TEXT:
High Resolution Global Travel Time Tomography

Recent global travel time tomography studies by Zhou [1996] and Van der Hilst et al. [1997] have been performed with cell parameterizations on the order of those frequently used in regional tomography studies (i.e. with cell sizes of 1-2 degrees). These new global models constitute a considerable improvement of previous results that were obtained with rather coarse parameterizations (5 degree cells). The inferred structures are however of larger scale than is usually obtained in regional models and it is not clear where and if individual cells are actually resolved.

RECORD EXTRACTS:

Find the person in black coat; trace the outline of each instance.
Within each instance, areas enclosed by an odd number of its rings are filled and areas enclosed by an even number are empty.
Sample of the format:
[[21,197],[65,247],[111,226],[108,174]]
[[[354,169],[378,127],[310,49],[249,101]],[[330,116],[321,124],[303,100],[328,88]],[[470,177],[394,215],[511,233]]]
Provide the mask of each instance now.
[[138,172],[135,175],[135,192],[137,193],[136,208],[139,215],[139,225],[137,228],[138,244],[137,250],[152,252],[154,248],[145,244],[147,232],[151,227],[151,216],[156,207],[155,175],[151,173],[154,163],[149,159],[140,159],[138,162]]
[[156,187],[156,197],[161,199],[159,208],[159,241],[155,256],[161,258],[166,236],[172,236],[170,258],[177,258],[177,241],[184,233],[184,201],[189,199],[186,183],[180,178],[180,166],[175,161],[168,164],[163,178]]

WORK INSTRUCTIONS:
1. In the passage on global travel time tomography, what cell size did the earlier, coarser parameterizations use?
2. In the passage on global travel time tomography, why are the new global models by Zhou and Van der Hilst et al. described as a considerable improvement?
3. List every number that appears in the passage on global travel time tomography.

ANSWERS TO THE EXERCISE:
1. 5 degree cells.

2. They use cell sizes of 1-2 degrees, on the order of those used in regional tomography studies. Earlier results were obtained with rather coarse parameterizations of 5 degree cells.

3. 1996, 1997, 1, 2, 5